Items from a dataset
───

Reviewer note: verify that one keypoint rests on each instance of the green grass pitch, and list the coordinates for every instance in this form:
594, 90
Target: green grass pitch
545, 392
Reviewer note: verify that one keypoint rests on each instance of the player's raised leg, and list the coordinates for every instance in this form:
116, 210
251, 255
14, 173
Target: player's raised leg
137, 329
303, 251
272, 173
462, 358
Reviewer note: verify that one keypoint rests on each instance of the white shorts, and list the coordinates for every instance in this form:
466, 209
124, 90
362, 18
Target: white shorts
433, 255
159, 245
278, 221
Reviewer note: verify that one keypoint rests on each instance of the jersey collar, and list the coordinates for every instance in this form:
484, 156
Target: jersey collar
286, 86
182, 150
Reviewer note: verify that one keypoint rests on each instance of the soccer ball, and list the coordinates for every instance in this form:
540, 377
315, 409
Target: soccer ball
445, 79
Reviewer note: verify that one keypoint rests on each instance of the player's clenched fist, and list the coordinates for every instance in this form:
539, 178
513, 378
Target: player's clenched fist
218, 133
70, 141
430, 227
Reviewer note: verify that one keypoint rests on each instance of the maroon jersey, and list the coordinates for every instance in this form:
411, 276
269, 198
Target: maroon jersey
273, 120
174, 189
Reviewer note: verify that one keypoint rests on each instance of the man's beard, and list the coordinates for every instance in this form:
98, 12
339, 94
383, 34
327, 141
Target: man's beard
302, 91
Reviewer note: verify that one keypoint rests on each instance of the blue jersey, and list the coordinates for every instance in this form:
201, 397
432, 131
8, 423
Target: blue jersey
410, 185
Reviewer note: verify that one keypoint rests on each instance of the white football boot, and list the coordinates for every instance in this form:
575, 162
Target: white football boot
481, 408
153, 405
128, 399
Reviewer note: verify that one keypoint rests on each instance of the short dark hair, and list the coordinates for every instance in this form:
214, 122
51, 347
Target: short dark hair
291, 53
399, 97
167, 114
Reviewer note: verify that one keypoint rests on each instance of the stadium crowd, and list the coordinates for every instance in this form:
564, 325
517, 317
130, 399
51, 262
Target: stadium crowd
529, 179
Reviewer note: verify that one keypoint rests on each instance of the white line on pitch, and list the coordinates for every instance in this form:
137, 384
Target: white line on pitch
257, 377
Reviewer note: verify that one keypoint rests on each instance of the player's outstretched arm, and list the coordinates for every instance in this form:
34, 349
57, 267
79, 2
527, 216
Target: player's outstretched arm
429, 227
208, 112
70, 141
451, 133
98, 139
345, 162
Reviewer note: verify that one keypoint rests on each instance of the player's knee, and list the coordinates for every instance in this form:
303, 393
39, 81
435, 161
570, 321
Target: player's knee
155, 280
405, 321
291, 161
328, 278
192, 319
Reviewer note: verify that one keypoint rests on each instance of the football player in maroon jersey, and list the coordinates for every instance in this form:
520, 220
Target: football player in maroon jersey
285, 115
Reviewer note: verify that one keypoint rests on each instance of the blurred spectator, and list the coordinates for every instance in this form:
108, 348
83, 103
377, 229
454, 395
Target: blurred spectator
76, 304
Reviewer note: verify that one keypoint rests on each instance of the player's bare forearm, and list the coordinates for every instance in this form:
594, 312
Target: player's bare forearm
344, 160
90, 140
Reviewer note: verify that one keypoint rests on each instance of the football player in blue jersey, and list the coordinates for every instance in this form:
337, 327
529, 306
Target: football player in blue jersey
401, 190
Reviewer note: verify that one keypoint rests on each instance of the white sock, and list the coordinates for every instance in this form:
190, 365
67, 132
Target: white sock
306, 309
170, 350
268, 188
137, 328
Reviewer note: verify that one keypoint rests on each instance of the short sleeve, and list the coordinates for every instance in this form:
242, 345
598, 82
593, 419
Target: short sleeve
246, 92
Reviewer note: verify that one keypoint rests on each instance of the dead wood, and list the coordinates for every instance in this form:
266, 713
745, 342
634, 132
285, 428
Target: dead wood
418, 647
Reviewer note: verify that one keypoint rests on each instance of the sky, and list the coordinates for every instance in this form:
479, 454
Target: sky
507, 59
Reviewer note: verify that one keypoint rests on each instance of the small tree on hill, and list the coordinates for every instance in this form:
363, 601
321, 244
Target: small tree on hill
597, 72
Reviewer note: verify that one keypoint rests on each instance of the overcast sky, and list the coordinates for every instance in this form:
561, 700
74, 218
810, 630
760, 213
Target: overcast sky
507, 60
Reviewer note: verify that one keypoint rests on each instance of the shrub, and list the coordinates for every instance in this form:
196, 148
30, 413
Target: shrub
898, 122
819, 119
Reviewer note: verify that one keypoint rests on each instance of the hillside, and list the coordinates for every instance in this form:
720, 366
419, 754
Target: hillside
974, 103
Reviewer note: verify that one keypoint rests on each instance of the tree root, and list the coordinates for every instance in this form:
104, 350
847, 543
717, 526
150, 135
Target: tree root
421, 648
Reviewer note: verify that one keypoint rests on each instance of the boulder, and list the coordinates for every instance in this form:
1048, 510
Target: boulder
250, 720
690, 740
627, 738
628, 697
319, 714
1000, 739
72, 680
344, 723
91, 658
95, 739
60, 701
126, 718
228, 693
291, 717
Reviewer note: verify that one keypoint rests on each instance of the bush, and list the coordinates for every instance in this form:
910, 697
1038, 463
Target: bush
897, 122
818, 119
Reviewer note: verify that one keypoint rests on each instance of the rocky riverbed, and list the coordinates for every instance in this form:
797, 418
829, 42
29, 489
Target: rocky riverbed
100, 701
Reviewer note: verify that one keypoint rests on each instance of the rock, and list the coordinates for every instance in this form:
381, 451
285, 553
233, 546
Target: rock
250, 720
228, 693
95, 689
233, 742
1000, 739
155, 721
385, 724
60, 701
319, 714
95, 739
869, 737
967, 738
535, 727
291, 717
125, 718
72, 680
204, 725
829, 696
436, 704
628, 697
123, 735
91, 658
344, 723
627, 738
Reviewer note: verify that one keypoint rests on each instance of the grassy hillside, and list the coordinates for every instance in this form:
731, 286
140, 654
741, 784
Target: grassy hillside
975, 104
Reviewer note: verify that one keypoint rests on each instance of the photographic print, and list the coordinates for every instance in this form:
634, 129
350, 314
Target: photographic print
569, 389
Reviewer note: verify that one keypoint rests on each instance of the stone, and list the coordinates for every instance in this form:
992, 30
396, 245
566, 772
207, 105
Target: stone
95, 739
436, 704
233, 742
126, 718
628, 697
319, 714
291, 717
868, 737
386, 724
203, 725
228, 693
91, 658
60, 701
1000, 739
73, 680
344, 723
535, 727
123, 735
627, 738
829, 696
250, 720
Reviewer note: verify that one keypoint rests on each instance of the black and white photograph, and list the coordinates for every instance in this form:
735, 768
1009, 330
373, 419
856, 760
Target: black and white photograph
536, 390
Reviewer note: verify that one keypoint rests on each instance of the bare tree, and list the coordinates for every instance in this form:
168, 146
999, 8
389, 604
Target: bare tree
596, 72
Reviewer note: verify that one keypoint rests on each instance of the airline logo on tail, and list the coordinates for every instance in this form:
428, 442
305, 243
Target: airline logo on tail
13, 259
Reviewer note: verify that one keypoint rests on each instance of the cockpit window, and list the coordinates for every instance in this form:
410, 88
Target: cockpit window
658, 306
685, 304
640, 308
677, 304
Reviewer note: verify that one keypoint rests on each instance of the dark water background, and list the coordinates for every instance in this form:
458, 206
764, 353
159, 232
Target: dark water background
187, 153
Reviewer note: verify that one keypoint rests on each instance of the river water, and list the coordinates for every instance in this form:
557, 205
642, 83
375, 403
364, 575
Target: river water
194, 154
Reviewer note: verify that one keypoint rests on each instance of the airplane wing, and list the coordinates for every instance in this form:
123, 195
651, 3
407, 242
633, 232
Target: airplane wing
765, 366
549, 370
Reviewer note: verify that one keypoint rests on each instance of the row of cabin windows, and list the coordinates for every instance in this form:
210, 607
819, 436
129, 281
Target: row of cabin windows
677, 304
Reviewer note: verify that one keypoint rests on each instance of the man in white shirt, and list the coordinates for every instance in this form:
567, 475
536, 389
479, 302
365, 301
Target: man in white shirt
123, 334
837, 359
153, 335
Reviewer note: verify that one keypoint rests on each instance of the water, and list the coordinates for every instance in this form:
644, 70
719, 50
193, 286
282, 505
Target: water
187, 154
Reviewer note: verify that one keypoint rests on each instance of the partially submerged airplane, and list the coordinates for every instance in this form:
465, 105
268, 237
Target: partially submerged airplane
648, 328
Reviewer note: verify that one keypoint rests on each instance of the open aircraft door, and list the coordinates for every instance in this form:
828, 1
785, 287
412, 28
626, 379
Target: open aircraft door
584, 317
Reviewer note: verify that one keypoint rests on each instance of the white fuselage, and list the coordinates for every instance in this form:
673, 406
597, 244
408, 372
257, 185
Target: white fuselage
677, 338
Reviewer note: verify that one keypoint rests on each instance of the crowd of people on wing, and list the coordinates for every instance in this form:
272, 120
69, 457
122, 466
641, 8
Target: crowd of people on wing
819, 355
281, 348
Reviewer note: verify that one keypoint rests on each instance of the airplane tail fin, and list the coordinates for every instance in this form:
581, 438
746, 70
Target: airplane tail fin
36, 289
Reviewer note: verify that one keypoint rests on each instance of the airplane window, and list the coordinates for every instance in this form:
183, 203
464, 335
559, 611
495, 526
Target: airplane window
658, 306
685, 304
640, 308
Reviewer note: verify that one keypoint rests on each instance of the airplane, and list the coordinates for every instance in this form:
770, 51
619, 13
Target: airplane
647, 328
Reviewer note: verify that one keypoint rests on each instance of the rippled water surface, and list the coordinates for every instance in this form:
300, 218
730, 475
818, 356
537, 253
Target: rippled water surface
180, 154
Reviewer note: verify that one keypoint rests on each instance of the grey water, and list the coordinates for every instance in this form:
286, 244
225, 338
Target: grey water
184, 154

───

Work to be completed:
Please provide an exact transcription of each line from the one holding "Target: rippled water surface" through the final line of the data above.

Exercise answer:
Target: rippled water surface
180, 154
Reviewer note: verify that one keypoint rests on each instance of the grey water, and list the coordinates for every instance in this form:
286, 244
225, 338
Target: grey water
184, 154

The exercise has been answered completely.